● **What you have to do**
Please copy each line in the records below that contains the string "grass".

(Stored items)

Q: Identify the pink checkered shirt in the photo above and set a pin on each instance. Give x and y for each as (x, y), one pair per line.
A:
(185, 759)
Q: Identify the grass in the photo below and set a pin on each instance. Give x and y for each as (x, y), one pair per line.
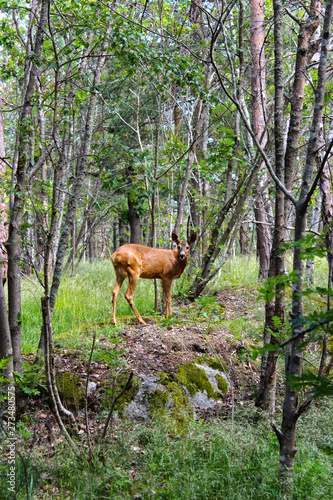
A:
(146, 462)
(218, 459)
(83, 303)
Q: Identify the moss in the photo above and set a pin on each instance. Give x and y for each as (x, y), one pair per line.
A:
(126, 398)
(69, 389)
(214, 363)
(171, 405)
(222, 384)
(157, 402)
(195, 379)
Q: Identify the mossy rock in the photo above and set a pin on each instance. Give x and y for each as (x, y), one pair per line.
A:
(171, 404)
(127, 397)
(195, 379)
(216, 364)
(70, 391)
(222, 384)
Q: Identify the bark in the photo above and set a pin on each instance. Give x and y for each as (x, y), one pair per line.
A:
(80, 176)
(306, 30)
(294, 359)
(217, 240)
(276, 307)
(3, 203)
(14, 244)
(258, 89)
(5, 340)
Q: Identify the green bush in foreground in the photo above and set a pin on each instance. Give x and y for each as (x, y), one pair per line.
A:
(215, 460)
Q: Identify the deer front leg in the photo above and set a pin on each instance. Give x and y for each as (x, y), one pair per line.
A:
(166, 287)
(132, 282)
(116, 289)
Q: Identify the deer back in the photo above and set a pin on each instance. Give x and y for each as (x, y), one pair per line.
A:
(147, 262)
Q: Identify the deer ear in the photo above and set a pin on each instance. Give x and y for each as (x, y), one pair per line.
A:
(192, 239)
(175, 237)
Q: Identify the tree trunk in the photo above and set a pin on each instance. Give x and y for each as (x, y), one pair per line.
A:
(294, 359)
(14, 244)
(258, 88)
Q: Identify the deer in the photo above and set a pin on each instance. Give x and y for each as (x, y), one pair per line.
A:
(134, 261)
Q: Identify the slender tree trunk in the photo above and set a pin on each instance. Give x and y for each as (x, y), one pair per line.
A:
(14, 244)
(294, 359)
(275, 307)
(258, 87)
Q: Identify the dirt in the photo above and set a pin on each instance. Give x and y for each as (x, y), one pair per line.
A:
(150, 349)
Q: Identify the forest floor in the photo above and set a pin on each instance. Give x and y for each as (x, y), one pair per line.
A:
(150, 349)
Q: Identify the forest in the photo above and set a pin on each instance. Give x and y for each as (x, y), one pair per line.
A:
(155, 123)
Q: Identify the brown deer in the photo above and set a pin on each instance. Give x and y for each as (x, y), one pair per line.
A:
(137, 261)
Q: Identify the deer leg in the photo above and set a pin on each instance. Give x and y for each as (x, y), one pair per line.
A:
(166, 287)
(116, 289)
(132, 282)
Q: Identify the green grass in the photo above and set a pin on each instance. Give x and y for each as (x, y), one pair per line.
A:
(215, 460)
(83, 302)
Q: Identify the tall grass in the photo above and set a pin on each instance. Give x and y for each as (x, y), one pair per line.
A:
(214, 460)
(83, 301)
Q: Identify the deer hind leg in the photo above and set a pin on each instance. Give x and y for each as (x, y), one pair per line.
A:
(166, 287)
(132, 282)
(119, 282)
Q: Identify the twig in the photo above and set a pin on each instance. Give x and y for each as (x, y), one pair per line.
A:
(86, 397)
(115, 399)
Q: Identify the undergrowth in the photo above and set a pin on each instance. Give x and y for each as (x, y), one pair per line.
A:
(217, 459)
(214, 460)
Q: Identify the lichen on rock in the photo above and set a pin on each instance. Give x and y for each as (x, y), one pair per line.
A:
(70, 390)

---

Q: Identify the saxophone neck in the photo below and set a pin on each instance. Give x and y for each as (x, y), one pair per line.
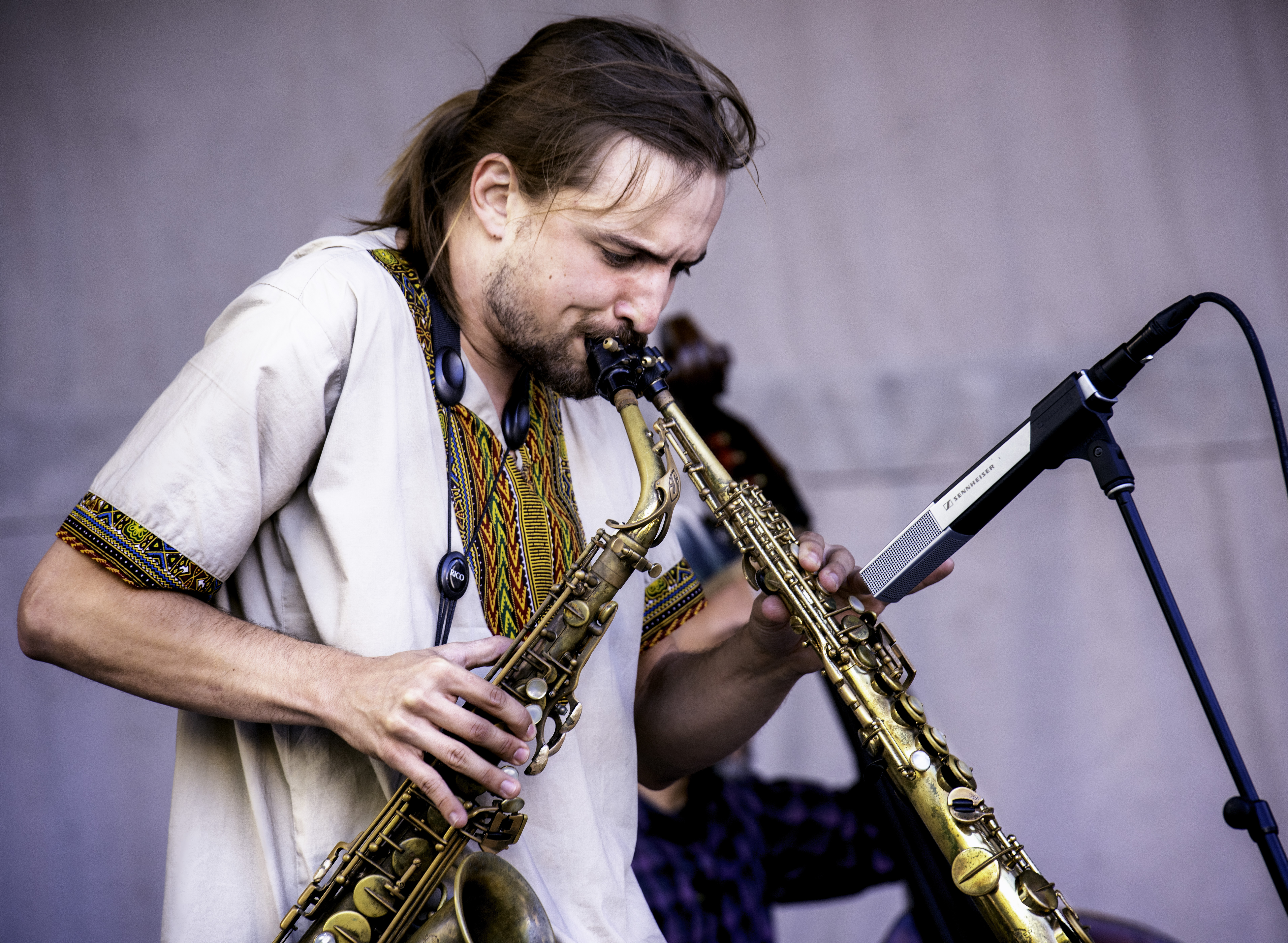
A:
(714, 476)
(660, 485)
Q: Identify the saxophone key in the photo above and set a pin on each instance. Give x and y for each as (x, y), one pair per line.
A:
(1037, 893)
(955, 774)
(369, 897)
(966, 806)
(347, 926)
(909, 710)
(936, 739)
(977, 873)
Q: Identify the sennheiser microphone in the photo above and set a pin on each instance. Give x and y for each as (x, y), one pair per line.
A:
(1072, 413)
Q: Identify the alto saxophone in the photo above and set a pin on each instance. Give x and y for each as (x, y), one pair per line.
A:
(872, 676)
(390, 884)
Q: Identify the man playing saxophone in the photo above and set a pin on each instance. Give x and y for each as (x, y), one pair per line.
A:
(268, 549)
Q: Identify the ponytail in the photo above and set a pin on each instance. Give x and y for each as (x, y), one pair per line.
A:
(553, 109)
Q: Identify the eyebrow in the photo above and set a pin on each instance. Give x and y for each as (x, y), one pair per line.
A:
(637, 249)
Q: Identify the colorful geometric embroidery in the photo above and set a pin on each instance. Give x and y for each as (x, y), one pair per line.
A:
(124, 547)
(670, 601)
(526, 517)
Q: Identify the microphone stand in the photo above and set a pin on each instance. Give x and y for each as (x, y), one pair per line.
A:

● **Response**
Q: Identify the grass in the photo below and set a pin on each instance. Give x and y for each as (x, y), one pair per line.
Q: Identify the green grass in the photo above and set a pin on each instance. Give x and y for each as (x, y), one pair per line.
Q: Identify the tall grass in the photo above and set a pin on each instance. Give x and y for each as (x, y), one pair per line.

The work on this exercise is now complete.